— Begin RECORDS FOR THIS TASK —

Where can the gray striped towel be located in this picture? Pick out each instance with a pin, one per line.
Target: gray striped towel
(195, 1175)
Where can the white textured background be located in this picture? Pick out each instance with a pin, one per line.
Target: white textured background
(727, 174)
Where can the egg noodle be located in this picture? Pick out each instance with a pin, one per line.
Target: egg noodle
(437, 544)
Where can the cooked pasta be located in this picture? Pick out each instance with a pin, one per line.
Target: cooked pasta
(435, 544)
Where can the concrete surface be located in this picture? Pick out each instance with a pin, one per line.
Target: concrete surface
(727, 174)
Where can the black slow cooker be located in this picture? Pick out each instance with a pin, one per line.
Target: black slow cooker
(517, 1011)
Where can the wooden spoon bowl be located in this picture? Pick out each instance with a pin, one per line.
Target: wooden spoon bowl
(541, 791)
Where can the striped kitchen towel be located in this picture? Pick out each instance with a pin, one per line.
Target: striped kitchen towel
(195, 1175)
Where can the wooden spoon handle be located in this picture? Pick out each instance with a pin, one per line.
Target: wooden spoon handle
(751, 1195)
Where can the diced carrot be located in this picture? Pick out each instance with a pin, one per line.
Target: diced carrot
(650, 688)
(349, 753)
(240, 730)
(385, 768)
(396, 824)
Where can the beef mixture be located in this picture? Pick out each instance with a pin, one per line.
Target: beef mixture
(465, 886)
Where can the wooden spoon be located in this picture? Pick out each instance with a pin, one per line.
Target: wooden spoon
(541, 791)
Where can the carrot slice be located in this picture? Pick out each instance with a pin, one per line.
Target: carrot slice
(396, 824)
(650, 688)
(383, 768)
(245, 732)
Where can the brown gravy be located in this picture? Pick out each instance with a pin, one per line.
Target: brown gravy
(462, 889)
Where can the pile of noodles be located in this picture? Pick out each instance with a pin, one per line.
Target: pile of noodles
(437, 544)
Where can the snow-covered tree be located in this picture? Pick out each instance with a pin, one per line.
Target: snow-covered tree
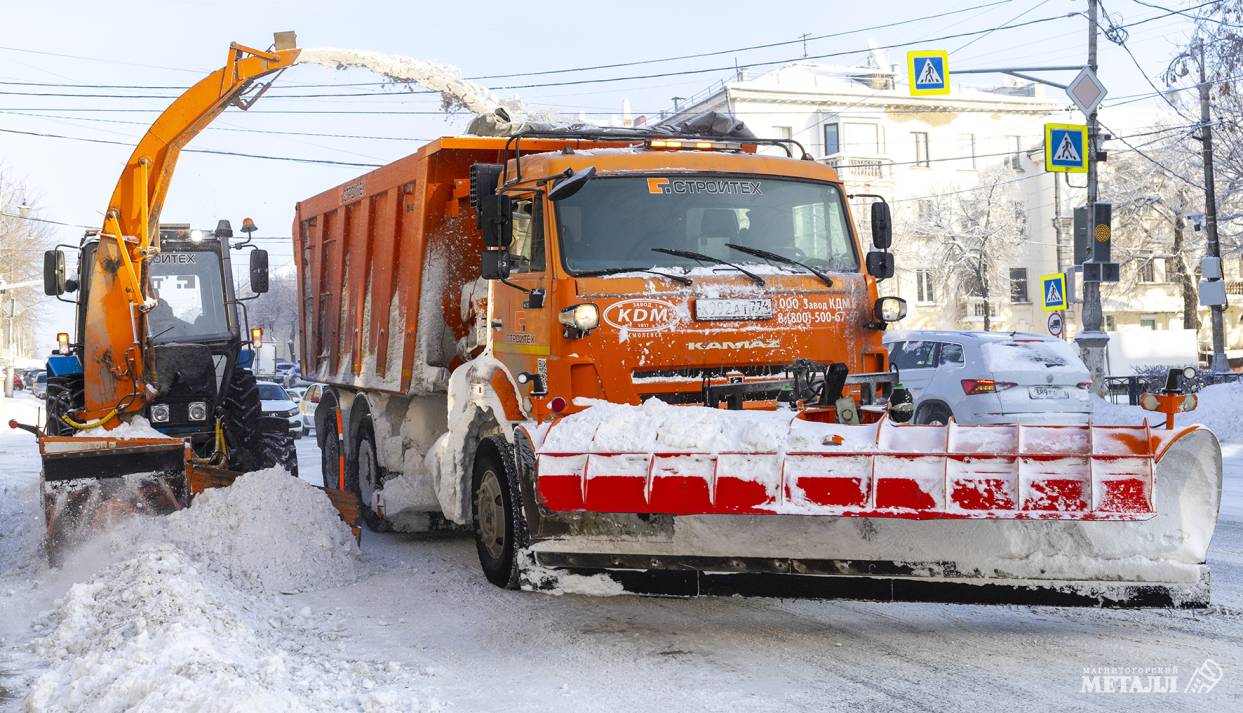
(971, 236)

— End RECORDS FOR THIS TASK —

REQUIRED TASK => Rewrite the records from the line with "Where can the cooked" to the line with "(517, 1011)" as a two-column CSV with the headers text and answer. Give one row per record, put each value in a single quoted field, and replace line breaks with spaces.

TASK SOLUTION =>
text,answer
"Where can the cooked pasta be located in this picture? Pick out each instance with a pin, one per line. Target: cooked pasta","(435, 544)"
"Where can the concrete surface be located in this picture? Pick out each instance with a pin, one per line. Target: concrete surface","(727, 174)"
"Where can the black slow cooker be located in this picture? Pick out each instance with a pin, one per line. Target: black slow cooker","(517, 1011)"